Task details: Please copy each line below that contains the string "drainpipe".

Point localization data:
##########
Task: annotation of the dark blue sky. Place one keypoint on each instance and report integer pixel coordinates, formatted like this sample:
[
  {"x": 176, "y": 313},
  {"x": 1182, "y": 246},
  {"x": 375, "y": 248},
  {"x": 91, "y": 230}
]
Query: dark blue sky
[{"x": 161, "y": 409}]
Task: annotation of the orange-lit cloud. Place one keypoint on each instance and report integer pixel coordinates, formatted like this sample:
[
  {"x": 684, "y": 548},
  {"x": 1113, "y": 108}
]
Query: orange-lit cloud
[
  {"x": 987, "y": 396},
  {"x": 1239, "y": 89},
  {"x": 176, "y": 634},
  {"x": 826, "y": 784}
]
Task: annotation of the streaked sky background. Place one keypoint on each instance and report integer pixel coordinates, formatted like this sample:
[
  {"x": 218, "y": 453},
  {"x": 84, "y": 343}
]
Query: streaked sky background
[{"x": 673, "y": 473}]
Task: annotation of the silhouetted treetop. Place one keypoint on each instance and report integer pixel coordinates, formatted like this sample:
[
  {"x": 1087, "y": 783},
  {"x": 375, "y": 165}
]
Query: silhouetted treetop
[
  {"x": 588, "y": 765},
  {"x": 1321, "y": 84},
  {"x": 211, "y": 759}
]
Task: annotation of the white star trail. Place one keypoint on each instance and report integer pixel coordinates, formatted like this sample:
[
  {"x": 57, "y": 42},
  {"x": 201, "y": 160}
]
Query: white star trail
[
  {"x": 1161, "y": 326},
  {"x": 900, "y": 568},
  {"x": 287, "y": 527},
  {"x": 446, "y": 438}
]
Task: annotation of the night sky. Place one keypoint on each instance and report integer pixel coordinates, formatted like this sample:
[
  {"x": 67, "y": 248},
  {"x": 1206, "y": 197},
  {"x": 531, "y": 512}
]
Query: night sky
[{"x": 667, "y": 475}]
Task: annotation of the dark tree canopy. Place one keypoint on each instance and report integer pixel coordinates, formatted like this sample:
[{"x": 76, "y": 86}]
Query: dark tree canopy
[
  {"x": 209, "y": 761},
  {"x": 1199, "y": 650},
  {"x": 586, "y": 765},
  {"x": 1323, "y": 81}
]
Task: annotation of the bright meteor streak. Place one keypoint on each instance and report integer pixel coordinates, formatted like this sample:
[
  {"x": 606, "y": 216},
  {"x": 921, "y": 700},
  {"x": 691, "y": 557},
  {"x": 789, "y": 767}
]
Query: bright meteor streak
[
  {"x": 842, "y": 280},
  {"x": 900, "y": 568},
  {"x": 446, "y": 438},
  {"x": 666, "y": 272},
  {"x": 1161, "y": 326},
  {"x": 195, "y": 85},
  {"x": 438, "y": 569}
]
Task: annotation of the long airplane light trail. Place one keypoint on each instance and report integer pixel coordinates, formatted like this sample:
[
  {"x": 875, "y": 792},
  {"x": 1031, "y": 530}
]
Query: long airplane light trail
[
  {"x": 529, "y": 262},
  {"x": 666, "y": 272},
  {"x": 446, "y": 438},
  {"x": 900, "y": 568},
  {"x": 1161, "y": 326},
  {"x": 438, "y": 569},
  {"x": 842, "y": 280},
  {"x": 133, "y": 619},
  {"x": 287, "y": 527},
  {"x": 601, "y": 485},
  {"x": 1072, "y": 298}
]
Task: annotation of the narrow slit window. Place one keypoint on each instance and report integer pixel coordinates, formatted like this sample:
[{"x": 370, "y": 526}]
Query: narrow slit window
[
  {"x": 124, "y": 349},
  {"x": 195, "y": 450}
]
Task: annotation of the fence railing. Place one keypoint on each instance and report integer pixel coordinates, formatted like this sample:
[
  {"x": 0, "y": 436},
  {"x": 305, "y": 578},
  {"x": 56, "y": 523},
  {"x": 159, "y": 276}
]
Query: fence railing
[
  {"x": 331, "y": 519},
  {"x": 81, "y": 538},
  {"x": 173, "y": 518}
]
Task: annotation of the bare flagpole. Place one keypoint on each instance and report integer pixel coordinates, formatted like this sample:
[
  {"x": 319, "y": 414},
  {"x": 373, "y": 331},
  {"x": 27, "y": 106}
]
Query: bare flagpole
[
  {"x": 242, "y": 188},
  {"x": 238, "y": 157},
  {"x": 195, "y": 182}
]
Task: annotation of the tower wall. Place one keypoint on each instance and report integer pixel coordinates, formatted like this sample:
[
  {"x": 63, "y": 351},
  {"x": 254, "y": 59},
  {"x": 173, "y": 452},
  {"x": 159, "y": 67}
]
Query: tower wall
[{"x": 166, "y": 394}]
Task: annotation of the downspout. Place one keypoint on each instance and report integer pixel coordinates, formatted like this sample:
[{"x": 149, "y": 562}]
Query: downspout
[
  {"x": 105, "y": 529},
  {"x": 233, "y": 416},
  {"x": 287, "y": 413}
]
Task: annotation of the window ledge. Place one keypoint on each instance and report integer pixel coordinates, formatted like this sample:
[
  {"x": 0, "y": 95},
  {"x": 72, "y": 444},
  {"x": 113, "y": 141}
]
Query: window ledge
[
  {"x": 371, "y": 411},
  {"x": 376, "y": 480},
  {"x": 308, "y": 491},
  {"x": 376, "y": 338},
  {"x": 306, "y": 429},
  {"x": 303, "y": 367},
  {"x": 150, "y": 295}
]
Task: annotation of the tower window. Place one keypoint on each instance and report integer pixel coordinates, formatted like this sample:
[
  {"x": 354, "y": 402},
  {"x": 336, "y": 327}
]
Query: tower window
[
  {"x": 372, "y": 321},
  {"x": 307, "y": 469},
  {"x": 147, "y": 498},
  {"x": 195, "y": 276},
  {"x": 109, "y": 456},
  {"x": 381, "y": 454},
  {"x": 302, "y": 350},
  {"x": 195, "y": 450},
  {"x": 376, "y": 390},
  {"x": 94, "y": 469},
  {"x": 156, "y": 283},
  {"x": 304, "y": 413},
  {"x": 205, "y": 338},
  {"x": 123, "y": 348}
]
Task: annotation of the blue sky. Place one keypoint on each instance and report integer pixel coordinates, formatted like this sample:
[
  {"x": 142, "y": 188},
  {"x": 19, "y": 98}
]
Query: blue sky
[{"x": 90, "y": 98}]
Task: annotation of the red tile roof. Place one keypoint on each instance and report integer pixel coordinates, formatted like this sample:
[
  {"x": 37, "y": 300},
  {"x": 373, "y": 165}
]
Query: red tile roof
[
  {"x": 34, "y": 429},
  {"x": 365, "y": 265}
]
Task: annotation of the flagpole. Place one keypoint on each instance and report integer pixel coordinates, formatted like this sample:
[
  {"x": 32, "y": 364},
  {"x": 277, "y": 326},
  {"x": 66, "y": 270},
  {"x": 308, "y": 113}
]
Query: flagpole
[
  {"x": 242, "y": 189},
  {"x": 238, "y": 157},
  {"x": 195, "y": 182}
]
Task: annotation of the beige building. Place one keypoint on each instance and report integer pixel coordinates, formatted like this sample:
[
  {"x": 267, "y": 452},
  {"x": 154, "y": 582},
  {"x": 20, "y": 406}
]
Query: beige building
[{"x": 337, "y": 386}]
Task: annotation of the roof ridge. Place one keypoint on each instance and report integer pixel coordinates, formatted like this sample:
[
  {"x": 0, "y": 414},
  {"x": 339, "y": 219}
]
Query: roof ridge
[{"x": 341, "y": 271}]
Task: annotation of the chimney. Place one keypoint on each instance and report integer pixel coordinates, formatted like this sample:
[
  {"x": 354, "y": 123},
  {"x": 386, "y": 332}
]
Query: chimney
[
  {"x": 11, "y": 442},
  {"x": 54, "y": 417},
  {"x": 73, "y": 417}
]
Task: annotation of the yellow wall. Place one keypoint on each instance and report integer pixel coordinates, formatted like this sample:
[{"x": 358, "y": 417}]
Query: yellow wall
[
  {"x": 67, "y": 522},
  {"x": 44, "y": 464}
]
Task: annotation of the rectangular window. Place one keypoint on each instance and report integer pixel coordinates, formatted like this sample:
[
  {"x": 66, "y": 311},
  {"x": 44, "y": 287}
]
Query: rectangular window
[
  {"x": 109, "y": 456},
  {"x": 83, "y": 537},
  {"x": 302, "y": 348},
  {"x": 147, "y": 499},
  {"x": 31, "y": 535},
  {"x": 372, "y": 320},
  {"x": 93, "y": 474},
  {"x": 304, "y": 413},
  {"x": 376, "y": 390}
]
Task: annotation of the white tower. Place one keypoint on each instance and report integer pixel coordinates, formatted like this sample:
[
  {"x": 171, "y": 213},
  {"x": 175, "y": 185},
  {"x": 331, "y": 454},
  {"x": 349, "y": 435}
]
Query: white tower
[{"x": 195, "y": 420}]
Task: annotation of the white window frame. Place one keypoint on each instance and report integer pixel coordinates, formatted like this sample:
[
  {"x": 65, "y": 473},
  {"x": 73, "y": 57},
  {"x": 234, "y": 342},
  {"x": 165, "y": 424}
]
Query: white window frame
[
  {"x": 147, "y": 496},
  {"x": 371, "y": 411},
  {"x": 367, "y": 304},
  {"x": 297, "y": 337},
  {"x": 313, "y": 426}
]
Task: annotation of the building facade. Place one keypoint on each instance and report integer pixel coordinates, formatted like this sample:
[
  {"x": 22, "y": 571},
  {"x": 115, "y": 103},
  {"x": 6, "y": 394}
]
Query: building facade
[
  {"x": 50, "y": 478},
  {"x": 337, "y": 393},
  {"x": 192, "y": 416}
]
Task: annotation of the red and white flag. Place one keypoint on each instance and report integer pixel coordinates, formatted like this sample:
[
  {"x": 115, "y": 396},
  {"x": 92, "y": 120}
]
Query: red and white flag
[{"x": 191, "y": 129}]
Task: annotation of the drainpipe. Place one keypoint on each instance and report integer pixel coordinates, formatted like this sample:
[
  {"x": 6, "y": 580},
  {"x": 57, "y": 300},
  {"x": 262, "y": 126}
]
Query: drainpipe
##########
Solution to this problem:
Task: annotation of the drainpipe. Place one keypoint on each instance and report integer pixel coordinates, formatted like this sample:
Query: drainpipe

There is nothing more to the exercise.